SHORT TASK>
Please write out the lines from the one containing "Return one point per instance of the stamen" through the end of the records, changing "Target" to "Label" and leaving everything else unchanged.

— Begin DATA FOR THIS TASK —

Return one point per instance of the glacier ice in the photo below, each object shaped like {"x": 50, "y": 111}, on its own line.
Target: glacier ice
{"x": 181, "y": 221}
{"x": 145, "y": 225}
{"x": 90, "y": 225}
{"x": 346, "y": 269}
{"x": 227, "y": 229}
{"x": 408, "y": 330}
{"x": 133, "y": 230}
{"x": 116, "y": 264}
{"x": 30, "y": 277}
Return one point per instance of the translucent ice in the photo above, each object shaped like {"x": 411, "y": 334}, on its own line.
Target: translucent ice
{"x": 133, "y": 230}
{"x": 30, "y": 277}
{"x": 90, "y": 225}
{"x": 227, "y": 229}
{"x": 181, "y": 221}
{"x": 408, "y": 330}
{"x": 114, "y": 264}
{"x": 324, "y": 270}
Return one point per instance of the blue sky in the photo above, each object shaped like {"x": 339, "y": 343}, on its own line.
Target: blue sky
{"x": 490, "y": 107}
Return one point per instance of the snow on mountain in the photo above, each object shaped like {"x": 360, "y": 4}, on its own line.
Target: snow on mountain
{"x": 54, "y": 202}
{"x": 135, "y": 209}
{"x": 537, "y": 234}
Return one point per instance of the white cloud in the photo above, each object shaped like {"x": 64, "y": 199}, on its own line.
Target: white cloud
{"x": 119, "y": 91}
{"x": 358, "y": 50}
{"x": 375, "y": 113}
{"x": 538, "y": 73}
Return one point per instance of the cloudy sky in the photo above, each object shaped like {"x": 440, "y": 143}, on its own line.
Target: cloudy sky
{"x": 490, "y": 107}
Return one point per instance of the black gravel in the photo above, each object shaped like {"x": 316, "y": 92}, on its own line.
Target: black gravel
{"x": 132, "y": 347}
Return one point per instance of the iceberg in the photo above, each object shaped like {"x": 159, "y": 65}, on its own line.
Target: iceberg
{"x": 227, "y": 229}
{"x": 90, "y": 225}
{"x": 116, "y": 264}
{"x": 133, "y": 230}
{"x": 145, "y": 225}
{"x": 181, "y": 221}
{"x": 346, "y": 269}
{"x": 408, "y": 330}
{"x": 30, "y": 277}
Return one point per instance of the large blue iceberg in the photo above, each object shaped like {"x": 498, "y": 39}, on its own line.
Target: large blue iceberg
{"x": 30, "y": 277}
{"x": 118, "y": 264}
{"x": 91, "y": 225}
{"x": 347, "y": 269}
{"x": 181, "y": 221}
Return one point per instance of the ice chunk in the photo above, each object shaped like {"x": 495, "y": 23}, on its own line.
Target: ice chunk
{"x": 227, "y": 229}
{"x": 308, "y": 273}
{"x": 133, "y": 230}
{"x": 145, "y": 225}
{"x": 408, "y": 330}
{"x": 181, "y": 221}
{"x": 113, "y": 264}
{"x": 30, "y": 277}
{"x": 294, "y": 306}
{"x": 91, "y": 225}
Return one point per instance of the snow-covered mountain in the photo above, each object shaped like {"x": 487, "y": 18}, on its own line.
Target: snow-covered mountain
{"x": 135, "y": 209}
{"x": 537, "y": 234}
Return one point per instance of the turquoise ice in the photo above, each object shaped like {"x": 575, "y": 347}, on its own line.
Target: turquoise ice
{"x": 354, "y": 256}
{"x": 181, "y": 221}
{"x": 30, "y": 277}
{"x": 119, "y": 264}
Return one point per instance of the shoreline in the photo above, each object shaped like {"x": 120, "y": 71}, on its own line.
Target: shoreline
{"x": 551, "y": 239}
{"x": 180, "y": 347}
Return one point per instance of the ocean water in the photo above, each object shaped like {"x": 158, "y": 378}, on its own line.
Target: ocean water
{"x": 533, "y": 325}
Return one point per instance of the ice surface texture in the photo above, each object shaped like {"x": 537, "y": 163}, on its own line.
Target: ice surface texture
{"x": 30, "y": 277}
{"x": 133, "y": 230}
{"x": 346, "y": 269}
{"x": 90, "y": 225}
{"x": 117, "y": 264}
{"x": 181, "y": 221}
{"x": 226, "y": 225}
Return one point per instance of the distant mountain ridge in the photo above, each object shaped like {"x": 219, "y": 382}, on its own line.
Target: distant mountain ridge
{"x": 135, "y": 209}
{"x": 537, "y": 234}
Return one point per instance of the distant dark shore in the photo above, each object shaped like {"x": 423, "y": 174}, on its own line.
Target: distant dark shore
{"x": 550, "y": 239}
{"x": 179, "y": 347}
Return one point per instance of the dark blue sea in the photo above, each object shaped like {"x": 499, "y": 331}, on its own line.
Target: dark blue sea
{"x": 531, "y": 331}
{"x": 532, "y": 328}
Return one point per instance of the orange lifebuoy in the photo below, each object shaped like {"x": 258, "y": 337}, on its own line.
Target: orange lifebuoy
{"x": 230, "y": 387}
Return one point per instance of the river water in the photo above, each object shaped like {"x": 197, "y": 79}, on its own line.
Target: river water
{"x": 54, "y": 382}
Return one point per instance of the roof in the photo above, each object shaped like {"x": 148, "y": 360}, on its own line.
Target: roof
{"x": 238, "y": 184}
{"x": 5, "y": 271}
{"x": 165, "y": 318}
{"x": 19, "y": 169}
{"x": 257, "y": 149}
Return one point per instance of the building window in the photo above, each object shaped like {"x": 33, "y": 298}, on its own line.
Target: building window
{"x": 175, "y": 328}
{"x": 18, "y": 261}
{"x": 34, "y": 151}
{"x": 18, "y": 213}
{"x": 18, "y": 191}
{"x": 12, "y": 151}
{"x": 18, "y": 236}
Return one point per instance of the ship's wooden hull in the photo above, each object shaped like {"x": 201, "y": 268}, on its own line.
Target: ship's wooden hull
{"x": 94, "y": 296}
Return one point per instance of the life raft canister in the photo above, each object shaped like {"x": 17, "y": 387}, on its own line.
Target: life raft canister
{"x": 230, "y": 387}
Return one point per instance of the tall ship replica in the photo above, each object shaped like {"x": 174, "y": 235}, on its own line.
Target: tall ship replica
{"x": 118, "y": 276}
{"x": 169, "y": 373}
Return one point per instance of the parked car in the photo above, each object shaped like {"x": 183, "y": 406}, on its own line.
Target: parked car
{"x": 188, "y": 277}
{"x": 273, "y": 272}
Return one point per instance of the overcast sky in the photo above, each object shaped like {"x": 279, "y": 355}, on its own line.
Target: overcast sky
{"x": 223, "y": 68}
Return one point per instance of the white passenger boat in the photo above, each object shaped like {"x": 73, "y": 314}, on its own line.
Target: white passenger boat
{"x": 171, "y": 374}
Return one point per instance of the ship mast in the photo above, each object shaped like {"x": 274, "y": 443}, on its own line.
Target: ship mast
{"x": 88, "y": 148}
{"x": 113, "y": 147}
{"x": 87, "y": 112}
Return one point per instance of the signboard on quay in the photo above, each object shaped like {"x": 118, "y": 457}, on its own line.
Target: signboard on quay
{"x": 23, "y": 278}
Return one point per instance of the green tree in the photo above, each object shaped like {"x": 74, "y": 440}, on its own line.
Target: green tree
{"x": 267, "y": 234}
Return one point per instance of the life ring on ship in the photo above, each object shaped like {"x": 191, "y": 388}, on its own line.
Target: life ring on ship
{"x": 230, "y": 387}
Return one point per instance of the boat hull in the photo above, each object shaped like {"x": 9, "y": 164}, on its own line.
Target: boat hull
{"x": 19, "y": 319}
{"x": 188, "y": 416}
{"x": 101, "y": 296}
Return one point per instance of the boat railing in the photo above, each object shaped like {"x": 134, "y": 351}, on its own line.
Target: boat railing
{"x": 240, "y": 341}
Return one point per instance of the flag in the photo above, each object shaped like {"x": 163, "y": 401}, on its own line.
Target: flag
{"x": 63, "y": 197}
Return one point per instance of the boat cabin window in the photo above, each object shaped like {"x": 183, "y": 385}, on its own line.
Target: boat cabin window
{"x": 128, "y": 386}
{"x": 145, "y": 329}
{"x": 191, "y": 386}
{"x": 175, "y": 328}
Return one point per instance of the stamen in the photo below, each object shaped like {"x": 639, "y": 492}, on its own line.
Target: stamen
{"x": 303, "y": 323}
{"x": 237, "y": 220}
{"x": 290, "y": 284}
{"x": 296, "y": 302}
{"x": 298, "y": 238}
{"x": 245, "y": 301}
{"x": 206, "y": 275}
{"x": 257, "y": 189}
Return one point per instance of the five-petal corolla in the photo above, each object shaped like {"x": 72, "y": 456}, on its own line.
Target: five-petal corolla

— End DATA FOR THIS TASK —

TASK RESULT>
Return one point per instance of the stamen in the photo below, each object shaped like {"x": 639, "y": 492}, on its own line.
Label: stamen
{"x": 303, "y": 323}
{"x": 237, "y": 220}
{"x": 290, "y": 284}
{"x": 296, "y": 302}
{"x": 298, "y": 238}
{"x": 245, "y": 301}
{"x": 206, "y": 275}
{"x": 257, "y": 189}
Return one point per instance of the five-petal corolla in the photo above, each object shaped like {"x": 72, "y": 456}, on its own line.
Label: five-petal corolla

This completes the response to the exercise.